*도전 과제*: 첫 행부터 시작해 "[[[175,71],[187,71],[187,62],[181,57],[178,57],[172,63]]]"가 들어 있는 행까지 다시 쓰되, "distant building"만 "far-off building"로 바꾸고 나머지는 그대로 두세요. 그림은 답에서 빼세요.

*제공된 행*:
▬▬▬▬▬▬▬▬▬▬

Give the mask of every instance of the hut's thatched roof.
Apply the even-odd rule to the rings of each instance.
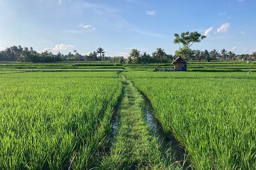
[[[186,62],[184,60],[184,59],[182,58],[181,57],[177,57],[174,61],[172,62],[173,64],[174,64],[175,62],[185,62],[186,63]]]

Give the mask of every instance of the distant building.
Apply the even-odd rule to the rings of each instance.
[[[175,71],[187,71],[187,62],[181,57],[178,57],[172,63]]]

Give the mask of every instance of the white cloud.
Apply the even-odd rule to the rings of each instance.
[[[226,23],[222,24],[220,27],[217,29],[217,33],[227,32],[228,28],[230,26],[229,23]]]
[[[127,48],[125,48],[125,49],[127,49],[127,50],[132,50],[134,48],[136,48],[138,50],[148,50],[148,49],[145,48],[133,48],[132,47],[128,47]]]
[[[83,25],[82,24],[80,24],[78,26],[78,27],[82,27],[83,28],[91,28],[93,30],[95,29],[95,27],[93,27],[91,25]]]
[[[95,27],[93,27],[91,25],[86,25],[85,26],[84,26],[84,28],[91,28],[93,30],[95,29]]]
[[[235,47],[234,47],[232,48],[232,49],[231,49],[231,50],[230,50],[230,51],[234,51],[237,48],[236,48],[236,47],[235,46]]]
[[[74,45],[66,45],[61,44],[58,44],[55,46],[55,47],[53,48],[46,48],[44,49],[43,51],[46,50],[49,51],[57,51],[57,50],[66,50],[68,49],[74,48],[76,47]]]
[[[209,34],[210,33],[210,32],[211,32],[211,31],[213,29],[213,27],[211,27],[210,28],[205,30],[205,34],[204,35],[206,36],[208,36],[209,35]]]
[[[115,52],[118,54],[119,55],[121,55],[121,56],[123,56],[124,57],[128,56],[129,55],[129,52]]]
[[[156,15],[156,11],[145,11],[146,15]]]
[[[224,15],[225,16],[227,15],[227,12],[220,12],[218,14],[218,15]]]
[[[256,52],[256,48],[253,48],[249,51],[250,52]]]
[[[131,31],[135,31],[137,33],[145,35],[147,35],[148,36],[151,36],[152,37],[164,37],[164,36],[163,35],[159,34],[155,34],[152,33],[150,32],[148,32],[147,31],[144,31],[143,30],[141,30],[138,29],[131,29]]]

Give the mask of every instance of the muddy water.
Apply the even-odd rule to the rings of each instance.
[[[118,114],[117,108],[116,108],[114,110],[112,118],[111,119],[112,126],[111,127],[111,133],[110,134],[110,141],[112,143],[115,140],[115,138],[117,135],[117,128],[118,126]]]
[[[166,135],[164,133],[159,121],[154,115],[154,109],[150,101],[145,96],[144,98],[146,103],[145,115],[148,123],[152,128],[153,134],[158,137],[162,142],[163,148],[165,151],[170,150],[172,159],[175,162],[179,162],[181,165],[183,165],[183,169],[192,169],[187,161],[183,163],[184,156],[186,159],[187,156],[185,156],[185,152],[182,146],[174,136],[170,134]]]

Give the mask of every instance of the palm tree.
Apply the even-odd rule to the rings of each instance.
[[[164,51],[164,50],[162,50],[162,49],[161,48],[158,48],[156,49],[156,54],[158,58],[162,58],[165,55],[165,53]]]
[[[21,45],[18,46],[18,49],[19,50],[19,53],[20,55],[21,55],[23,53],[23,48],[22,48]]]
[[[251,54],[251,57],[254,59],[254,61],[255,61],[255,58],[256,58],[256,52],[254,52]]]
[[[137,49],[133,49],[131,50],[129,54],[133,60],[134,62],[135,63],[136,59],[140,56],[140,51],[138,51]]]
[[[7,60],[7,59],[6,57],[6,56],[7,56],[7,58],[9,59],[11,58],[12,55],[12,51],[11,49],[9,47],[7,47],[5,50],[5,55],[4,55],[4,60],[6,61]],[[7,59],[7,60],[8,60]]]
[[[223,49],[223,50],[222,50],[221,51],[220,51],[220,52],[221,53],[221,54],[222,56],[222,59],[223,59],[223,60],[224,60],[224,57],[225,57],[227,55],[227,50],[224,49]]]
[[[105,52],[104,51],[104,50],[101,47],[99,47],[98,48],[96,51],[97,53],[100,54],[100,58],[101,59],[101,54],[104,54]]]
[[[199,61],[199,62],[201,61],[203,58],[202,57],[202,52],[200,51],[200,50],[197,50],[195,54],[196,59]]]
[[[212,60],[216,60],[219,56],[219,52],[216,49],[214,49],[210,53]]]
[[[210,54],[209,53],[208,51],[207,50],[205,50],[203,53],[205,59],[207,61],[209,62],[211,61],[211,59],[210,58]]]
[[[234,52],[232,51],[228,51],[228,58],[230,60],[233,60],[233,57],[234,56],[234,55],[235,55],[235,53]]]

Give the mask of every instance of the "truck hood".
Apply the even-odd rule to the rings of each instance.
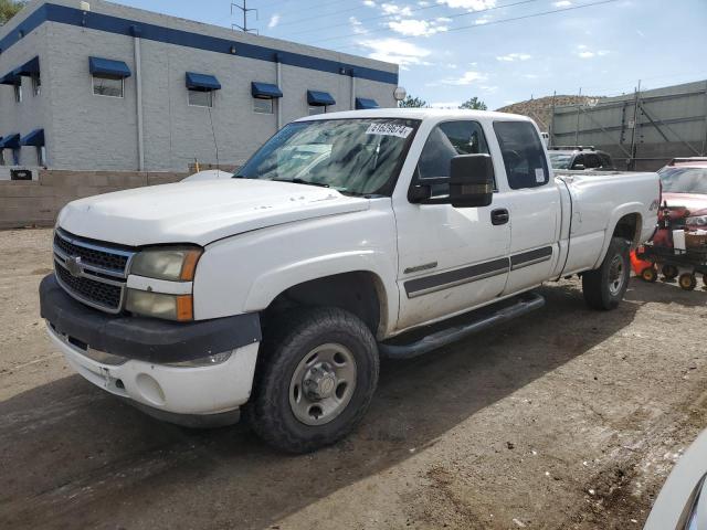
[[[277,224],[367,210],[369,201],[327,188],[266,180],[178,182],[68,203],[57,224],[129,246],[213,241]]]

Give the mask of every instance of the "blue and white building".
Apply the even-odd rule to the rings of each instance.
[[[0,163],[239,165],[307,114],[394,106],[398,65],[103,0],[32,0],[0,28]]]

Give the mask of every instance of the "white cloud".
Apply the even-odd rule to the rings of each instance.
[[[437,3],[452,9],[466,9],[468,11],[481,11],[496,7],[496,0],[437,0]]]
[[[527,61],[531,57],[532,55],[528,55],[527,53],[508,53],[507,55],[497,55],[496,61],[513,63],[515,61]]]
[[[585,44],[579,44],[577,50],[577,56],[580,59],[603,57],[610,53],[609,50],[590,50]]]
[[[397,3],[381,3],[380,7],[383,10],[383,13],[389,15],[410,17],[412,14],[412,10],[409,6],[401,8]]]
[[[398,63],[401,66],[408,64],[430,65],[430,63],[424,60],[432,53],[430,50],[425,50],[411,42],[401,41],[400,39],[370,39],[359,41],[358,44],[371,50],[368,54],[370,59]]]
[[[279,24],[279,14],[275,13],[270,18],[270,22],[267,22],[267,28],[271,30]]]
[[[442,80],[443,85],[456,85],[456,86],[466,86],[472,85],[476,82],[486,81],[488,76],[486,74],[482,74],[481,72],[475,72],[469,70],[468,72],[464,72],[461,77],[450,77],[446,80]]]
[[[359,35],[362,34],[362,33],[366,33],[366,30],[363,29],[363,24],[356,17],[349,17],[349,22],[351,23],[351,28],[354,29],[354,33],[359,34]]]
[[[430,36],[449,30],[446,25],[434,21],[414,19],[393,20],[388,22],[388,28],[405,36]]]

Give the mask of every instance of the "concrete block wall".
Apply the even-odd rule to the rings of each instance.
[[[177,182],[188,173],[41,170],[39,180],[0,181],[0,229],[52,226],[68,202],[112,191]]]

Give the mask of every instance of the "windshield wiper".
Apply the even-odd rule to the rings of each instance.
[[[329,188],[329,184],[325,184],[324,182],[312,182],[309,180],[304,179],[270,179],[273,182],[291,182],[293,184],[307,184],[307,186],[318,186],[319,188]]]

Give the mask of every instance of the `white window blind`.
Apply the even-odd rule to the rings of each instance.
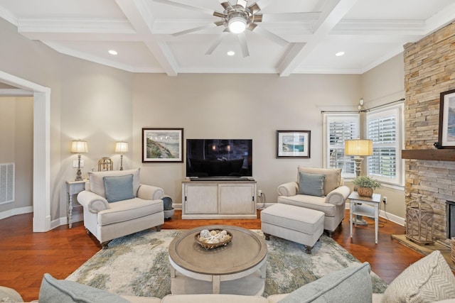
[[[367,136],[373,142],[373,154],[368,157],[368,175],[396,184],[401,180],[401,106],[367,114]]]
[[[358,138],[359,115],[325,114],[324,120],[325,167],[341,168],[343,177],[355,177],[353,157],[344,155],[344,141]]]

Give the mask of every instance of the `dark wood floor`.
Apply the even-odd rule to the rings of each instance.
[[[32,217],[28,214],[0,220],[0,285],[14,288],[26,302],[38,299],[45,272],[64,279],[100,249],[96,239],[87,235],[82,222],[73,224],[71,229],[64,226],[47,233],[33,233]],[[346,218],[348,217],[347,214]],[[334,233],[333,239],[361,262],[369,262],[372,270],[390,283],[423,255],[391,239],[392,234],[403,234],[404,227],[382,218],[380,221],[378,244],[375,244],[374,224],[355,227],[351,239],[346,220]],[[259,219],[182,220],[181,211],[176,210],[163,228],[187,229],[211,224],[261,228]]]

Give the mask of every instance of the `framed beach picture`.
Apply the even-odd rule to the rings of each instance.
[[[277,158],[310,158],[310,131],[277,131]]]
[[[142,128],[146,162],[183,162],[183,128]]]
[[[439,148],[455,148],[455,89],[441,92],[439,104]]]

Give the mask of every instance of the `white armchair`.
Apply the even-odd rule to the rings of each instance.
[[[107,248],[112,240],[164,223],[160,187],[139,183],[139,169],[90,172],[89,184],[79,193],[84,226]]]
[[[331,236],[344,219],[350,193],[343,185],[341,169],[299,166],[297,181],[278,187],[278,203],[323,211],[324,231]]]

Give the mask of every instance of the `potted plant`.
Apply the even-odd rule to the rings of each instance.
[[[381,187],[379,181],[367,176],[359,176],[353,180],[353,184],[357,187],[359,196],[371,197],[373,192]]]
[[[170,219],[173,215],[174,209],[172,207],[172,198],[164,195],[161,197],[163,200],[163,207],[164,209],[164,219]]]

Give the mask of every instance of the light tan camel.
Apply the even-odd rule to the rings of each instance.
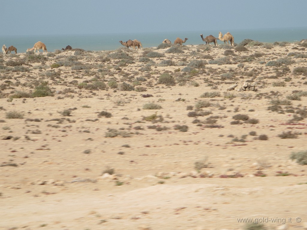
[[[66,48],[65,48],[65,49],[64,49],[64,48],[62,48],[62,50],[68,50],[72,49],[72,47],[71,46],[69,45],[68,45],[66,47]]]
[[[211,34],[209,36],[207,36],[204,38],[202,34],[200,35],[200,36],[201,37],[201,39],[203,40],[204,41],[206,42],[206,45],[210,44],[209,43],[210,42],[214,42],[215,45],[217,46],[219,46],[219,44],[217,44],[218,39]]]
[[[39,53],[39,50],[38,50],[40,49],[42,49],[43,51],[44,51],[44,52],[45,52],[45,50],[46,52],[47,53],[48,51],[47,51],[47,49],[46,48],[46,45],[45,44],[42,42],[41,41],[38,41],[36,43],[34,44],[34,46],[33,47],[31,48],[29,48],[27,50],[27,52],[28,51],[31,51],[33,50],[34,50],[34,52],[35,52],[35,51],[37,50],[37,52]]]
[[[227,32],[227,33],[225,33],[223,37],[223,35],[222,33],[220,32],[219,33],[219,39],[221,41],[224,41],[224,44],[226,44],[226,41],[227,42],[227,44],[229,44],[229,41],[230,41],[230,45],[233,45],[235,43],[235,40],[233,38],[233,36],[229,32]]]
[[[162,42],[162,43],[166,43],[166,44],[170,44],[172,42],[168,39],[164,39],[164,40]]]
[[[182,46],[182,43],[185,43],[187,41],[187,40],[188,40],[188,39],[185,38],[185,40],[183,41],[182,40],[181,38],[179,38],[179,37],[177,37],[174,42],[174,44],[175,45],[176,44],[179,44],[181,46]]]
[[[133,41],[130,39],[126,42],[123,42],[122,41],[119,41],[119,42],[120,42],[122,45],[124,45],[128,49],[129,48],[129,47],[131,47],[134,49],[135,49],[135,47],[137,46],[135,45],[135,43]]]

▬▬▬▬▬▬▬▬▬▬

*과제 답안*:
Give the mask of every instance of the hut's thatched roof.
Apply the even-odd rule to the rings of each instance.
[[[186,62],[184,60],[184,59],[182,58],[181,57],[177,57],[174,61],[172,62],[173,64],[174,64],[175,62],[185,62],[186,63]]]

Give the mask of every instance of the far-off building.
Apply the even-odd rule to the rings of each instance.
[[[175,71],[187,71],[187,62],[181,57],[178,57],[172,63]]]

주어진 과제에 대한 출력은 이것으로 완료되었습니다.